**PROMPT**. Reproduce all of the data below verbatim, line by line, without changing a single character.

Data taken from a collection

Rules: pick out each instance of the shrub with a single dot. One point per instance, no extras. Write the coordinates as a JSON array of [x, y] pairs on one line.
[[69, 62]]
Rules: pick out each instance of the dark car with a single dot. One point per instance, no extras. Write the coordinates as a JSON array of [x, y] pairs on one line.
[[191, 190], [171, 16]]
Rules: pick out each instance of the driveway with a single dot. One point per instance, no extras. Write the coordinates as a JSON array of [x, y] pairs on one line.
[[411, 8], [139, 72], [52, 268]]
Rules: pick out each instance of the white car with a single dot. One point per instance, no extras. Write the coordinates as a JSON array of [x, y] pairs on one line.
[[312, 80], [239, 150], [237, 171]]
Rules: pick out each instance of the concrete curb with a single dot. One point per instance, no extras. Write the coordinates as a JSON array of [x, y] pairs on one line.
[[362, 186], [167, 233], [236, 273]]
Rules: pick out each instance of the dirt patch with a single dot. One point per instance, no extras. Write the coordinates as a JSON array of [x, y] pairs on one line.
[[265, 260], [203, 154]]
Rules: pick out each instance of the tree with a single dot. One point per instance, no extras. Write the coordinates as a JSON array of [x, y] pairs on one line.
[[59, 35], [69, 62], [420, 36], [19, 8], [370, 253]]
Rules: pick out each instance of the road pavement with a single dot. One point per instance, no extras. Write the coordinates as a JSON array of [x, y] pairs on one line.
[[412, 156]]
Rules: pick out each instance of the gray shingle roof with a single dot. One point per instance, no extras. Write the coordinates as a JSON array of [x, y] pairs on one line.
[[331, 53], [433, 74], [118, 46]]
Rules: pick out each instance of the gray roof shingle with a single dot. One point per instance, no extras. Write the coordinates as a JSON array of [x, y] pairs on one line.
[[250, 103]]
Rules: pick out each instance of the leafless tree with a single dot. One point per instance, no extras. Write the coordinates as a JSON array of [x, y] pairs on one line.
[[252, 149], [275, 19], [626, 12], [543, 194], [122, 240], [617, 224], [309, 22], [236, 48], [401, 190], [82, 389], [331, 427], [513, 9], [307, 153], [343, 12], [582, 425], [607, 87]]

**SOLUTION BELOW**.
Rules: pick out each instance of the shrub with a single dot. One point per instance, no extras. Write the coordinates as a JSON array of [x, y] pairs on one line.
[[69, 62]]
Rules: pick out each instance of the dark car with a single dot. One point per instance, no extras. Write the coordinates as a JSON array of [x, y] pairs on one line.
[[191, 190], [171, 16]]
Rules: pick out each instance of the driveway with a single dot. One point per instance, no extras. Write the coordinates as a JSON array of [x, y] pairs on one line.
[[411, 8], [139, 72], [52, 268]]
Rules: pick out each instance of the white car with a single dot. One point per instance, no extras. Write the coordinates as a JSON array of [x, y] pairs on one line.
[[312, 80], [239, 150], [237, 171]]
Rules: pick out each instance of the concrete curb with a single dot. One point per instance, no extras. Write the coordinates as a JSON array of [x, y] pairs on one line.
[[362, 186], [167, 233], [236, 273]]
Rules: pick out each instance of the dirt patch with a single dot. One point per instance, no extras. Write the coordinates as a JSON array of [x, y] pairs on one line.
[[265, 260], [203, 154]]
Rules: pick out each instance of the tree with a single dot. One point per instance, no extras. Write the coordinates as a JSON array of [x, y] pairs on one line.
[[59, 35], [69, 62], [420, 36], [19, 8], [370, 253]]
Rules: pick out each instance of the road pavement with a single dot. One point per instance, no extras. Write the coordinates as a JSON array of [x, y] pairs on one line.
[[412, 156]]
Rules: pick out each instance of the gray shingle roof with a single dot. One point per instance, no extras. Write the coordinates as a JSON array of [x, y] pairs on one line.
[[331, 53], [433, 74], [118, 46]]
Rules: pick out each instance of the gray roof shingle with a single dot. One point per instance, no extras. Write the coordinates as a JSON array of [x, y] pairs on one line.
[[250, 103]]
Rules: pick out each instance of the leafless tree with a single dot. One point per instance, no extras. Write the coordinates as a JSON array of [x, y] pairs on one line.
[[252, 149], [275, 19], [626, 12], [543, 194], [122, 240], [617, 224], [309, 22], [236, 48], [401, 190], [82, 389], [331, 427], [513, 9], [307, 153], [343, 12], [582, 425], [607, 87]]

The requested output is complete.